* [Activity]
This task calls for copying every line in the data below that contains the word "glass".

----- Dataset extract

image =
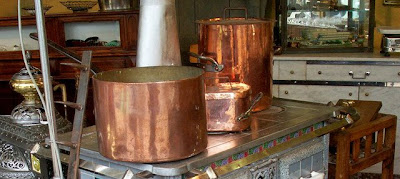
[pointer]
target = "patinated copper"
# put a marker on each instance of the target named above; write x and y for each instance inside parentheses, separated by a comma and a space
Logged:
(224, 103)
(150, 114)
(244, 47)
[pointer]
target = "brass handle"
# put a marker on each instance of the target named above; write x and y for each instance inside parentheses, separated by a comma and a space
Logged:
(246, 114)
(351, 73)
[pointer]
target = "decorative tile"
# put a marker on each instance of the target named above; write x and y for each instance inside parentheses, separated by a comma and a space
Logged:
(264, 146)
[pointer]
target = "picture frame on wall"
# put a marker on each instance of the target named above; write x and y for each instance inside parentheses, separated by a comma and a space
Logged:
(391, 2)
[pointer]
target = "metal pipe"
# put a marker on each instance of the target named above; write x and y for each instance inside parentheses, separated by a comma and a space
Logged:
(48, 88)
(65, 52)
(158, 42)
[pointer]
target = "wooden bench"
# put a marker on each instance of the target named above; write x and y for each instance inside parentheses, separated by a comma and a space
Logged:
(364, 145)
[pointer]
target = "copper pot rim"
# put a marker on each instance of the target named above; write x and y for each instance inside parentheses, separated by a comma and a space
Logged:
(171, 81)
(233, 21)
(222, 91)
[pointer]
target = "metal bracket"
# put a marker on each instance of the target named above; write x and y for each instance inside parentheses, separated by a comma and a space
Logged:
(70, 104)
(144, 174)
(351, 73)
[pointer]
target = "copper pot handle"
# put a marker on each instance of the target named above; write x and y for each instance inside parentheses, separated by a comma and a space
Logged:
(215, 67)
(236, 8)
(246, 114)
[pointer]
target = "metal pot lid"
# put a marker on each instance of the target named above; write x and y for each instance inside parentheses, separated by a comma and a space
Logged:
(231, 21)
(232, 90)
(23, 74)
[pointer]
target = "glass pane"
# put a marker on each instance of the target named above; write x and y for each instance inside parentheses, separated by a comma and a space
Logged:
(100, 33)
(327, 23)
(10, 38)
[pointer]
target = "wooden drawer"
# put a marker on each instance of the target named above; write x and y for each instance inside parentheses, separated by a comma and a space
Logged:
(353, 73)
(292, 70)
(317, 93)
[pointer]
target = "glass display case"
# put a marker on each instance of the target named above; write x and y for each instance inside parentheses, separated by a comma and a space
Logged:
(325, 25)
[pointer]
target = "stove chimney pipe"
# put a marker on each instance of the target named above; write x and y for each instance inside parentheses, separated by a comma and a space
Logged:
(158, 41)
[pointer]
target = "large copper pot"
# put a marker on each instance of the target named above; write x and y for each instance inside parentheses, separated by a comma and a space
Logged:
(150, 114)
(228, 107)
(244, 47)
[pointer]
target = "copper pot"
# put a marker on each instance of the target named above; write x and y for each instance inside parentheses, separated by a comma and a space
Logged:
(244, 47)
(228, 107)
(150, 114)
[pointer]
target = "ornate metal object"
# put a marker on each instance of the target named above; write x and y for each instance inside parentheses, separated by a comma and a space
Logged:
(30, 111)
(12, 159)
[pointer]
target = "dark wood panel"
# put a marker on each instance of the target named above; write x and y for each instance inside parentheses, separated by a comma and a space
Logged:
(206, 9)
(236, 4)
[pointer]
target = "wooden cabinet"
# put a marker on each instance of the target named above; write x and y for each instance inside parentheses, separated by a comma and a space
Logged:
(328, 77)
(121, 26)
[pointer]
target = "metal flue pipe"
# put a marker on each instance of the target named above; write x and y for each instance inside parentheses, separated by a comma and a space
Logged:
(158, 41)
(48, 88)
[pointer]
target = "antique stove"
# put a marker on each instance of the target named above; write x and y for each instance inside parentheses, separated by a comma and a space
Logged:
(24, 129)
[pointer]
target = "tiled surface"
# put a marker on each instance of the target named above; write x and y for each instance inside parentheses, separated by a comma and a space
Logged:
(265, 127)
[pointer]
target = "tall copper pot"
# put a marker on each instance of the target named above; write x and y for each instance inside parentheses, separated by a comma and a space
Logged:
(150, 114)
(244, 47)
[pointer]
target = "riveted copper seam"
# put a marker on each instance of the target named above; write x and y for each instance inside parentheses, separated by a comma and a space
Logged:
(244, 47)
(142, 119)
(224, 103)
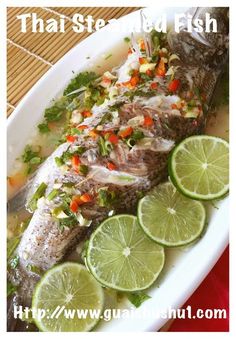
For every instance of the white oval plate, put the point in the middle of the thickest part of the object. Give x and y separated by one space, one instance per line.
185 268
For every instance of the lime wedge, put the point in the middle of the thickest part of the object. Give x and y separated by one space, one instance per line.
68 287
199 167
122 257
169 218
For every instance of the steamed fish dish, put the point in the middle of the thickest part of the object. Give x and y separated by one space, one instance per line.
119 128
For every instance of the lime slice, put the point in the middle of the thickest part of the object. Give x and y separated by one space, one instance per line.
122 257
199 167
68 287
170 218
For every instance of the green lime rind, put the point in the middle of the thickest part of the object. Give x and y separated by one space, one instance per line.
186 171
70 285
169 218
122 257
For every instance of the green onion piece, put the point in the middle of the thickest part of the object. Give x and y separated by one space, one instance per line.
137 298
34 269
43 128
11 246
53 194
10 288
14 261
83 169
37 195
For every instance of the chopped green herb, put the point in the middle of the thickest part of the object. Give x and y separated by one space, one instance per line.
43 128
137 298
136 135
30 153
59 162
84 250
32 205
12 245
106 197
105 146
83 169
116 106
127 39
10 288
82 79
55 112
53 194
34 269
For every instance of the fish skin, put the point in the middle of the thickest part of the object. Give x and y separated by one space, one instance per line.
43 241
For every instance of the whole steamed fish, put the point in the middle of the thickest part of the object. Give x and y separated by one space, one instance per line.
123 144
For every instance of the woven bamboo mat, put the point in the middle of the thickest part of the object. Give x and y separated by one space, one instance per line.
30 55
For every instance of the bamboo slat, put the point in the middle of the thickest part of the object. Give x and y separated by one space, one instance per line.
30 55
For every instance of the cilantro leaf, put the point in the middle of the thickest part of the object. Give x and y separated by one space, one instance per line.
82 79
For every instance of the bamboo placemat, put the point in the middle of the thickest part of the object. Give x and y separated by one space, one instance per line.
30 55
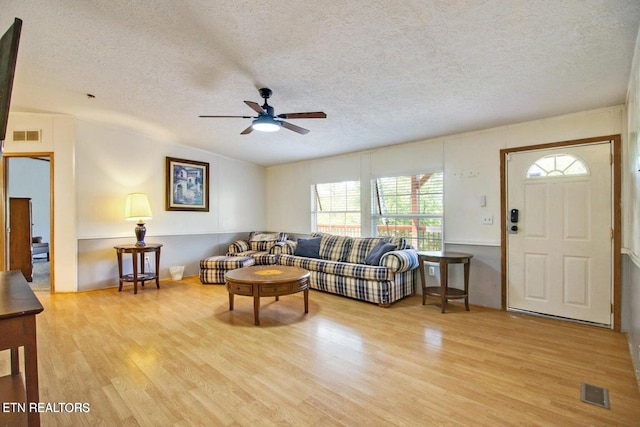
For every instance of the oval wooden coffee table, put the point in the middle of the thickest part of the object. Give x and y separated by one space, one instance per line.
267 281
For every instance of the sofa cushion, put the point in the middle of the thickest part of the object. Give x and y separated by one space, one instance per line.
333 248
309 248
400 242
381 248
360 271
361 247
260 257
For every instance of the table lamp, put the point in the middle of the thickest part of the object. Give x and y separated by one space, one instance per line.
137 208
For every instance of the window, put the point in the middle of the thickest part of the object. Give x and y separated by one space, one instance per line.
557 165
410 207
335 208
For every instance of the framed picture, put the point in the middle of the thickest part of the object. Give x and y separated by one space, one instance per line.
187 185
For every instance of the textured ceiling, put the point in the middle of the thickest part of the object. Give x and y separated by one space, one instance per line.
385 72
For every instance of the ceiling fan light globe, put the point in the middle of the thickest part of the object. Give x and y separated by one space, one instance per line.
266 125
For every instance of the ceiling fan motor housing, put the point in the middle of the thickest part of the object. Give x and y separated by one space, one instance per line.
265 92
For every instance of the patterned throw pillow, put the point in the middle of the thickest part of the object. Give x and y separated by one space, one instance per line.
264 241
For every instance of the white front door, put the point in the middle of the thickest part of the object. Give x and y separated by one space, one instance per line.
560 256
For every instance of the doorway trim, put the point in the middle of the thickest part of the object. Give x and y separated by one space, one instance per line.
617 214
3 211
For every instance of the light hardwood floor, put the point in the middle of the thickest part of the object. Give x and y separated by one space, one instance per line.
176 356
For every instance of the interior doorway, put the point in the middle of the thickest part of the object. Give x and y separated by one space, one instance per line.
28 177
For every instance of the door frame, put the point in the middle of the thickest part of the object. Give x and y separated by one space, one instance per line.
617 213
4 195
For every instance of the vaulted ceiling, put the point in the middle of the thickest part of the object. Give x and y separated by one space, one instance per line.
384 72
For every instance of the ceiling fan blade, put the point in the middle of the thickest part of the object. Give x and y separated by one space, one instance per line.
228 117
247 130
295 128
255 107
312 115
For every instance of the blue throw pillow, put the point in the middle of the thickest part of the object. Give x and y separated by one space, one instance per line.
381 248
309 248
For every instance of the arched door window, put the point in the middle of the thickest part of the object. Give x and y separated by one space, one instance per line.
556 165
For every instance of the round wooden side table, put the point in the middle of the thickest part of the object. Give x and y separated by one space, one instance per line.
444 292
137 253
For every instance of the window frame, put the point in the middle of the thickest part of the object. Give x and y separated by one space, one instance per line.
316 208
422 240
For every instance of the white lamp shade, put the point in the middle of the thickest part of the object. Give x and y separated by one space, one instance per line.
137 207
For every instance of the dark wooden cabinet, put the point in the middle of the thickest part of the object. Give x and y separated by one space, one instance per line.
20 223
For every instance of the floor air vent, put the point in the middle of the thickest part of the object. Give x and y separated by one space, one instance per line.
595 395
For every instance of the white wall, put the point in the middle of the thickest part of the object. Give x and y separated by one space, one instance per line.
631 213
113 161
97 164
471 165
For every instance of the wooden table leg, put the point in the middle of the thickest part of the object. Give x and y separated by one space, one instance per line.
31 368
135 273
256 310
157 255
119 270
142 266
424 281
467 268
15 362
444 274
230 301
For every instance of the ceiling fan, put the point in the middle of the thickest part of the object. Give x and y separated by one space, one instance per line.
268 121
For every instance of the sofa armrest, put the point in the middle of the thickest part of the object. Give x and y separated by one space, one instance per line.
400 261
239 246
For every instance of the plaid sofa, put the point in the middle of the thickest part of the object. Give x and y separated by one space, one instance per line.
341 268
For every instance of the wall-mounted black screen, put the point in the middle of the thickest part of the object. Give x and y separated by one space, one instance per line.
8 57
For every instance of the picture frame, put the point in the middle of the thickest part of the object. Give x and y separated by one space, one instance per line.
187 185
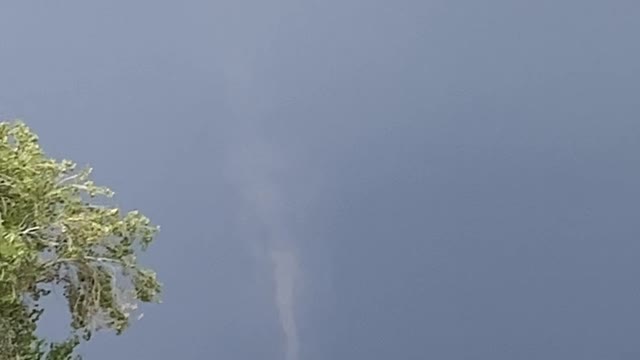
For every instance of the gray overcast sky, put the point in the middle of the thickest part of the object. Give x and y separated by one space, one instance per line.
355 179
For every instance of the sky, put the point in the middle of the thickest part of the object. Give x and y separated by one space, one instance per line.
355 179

----------
----- Dataset extract

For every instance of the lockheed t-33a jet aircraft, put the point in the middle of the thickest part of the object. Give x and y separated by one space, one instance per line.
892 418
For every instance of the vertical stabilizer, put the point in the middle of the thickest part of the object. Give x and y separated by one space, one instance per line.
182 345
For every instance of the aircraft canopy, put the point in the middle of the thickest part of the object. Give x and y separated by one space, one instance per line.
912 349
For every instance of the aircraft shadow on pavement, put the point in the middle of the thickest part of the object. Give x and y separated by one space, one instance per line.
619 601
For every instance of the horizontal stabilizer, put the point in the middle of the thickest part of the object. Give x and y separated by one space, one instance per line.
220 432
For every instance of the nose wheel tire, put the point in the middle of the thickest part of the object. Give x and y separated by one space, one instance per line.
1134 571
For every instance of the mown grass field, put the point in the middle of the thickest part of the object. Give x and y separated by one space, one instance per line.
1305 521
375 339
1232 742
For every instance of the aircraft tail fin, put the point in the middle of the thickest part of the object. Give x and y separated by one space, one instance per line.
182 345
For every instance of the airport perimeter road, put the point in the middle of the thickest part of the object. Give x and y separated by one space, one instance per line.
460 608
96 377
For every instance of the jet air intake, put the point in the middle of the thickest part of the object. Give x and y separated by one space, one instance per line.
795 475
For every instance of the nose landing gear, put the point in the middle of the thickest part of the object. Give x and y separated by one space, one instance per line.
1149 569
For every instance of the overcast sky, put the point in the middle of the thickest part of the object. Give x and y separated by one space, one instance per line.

----------
----- Dataset extract

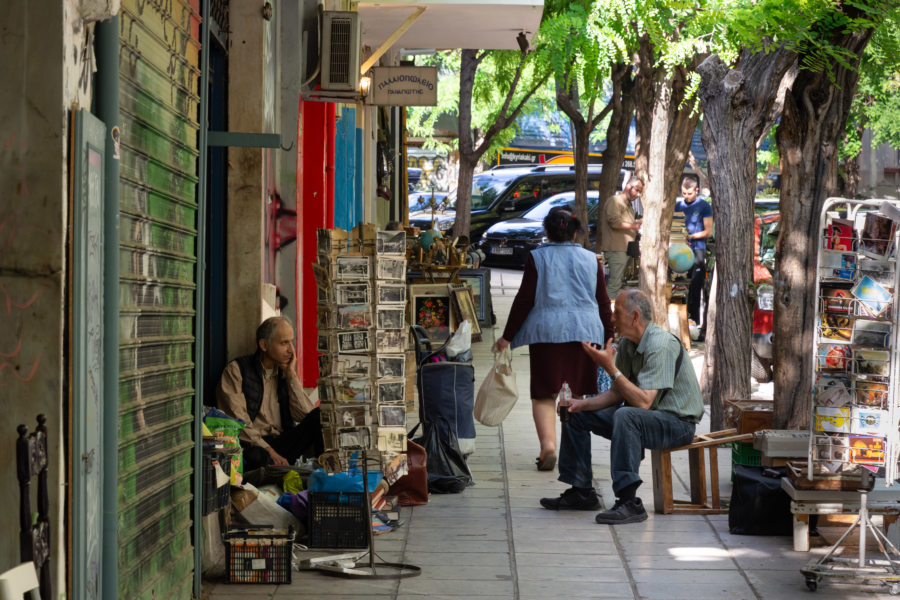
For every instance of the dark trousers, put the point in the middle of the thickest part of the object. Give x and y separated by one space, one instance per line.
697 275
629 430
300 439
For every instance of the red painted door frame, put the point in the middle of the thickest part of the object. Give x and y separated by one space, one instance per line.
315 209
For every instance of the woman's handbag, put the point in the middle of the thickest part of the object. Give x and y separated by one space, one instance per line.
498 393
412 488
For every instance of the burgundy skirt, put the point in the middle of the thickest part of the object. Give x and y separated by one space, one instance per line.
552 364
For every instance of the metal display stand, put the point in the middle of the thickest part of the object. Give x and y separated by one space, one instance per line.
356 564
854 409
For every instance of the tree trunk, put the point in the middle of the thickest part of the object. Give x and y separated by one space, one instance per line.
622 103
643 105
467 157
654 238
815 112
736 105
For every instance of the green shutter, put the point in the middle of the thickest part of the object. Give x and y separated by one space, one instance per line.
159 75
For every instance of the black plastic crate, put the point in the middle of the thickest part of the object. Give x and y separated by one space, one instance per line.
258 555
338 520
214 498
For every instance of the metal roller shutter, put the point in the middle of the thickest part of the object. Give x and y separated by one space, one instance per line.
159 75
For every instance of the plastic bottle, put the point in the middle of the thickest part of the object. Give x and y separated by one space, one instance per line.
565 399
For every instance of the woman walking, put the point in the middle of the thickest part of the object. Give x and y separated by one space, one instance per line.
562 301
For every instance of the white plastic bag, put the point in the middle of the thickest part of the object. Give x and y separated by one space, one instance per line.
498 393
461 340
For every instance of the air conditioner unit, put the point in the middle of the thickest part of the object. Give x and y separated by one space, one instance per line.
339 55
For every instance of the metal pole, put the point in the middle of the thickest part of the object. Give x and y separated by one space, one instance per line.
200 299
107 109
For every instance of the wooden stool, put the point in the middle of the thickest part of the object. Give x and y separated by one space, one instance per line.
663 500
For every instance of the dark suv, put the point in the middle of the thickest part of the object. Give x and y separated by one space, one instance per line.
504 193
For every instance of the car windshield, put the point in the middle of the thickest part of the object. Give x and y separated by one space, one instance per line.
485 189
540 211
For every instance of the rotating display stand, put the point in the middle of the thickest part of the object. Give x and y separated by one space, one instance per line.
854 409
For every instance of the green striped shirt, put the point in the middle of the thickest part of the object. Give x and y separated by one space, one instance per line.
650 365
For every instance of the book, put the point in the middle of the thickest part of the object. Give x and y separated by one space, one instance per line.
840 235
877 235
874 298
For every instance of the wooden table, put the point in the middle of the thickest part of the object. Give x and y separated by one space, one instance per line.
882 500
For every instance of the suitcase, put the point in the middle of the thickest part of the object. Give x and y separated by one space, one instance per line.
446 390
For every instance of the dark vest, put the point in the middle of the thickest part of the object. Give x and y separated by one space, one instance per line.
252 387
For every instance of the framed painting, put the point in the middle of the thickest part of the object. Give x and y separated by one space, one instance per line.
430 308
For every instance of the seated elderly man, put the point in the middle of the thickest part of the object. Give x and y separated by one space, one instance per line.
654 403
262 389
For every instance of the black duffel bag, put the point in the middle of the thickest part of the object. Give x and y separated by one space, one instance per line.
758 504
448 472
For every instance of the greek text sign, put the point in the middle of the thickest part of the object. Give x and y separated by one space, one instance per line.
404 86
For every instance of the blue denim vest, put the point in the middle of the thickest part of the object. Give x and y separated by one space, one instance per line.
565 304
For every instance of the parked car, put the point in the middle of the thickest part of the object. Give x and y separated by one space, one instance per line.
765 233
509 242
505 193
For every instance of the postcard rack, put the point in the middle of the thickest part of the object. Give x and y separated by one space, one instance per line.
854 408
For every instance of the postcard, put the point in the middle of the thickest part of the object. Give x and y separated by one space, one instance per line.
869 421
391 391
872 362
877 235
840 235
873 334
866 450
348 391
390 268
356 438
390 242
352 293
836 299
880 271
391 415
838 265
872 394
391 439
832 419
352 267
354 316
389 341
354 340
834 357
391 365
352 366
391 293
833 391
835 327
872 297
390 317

----------

* [Answer to the problem]
target = "glass pane"
target = "glass display case"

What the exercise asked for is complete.